Dataset
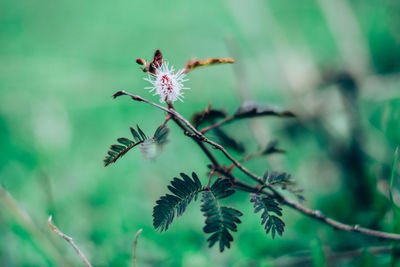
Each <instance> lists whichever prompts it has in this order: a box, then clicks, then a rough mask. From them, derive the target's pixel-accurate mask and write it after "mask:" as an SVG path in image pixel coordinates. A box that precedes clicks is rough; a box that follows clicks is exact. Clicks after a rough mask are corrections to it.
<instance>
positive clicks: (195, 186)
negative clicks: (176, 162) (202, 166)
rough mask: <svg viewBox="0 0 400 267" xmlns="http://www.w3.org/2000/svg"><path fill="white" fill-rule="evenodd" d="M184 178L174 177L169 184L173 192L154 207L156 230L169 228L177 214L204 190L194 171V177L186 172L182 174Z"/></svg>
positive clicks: (153, 222)
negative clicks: (174, 217)
mask: <svg viewBox="0 0 400 267" xmlns="http://www.w3.org/2000/svg"><path fill="white" fill-rule="evenodd" d="M180 175H181V177H182V179H179V178H176V177H175V178H174V179H173V180H172V181H171V185H169V186H168V189H169V191H170V192H171V193H172V194H166V195H165V196H162V197H161V198H160V199H159V200H157V201H156V206H155V207H154V209H153V226H154V228H155V229H156V230H158V229H160V231H161V232H162V231H164V230H165V231H166V230H168V227H169V225H170V224H171V223H172V221H173V219H174V217H175V214H176V216H181V215H182V214H183V213H184V212H185V210H186V207H187V206H188V205H189V204H190V202H191V201H192V200H193V199H195V200H196V199H197V195H198V193H199V192H200V191H202V185H201V182H200V180H199V178H198V177H197V175H196V173H194V172H193V173H192V179H191V178H190V177H189V176H187V175H186V174H184V173H181V174H180Z"/></svg>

Task instructions
Write out the entries again, exactly as given, skipping any images.

Written answer
Each <instance> lists whichever prompts it has in this order: a box, then clicks, then a rough mask. From them, derive the target's pixel-accurate mask and write it after "mask:" as an SVG path in image pixel coordinates. A box that precedes clicks is rough; a box that follows clicks is exact. Clicks after a rough mask are corrections to it.
<instance>
positive clicks: (195, 186)
negative clicks: (176, 162) (202, 166)
rough mask: <svg viewBox="0 0 400 267" xmlns="http://www.w3.org/2000/svg"><path fill="white" fill-rule="evenodd" d="M184 178L174 177L169 184L173 192L154 207L156 230L169 228L177 214L204 190L194 171V177L186 172L182 174Z"/></svg>
positive clicks: (153, 222)
negative clicks: (174, 217)
mask: <svg viewBox="0 0 400 267" xmlns="http://www.w3.org/2000/svg"><path fill="white" fill-rule="evenodd" d="M180 175H181V177H182V179H179V178H176V177H175V178H174V179H173V180H172V181H171V185H169V186H168V189H169V191H170V192H171V193H172V194H166V195H165V196H162V197H161V198H160V199H159V200H157V201H156V206H155V207H154V209H153V226H154V228H155V229H156V230H158V229H160V231H161V232H162V231H164V230H165V231H166V230H168V227H169V225H170V224H171V223H172V221H173V219H174V217H175V214H176V216H181V215H182V214H183V213H184V212H185V210H186V207H187V206H188V205H189V204H190V202H191V201H192V200H193V199H195V200H196V199H197V195H198V193H199V192H200V191H202V185H201V182H200V180H199V178H198V177H197V175H196V173H194V172H193V173H192V179H191V178H190V177H189V176H187V175H186V174H184V173H181V174H180Z"/></svg>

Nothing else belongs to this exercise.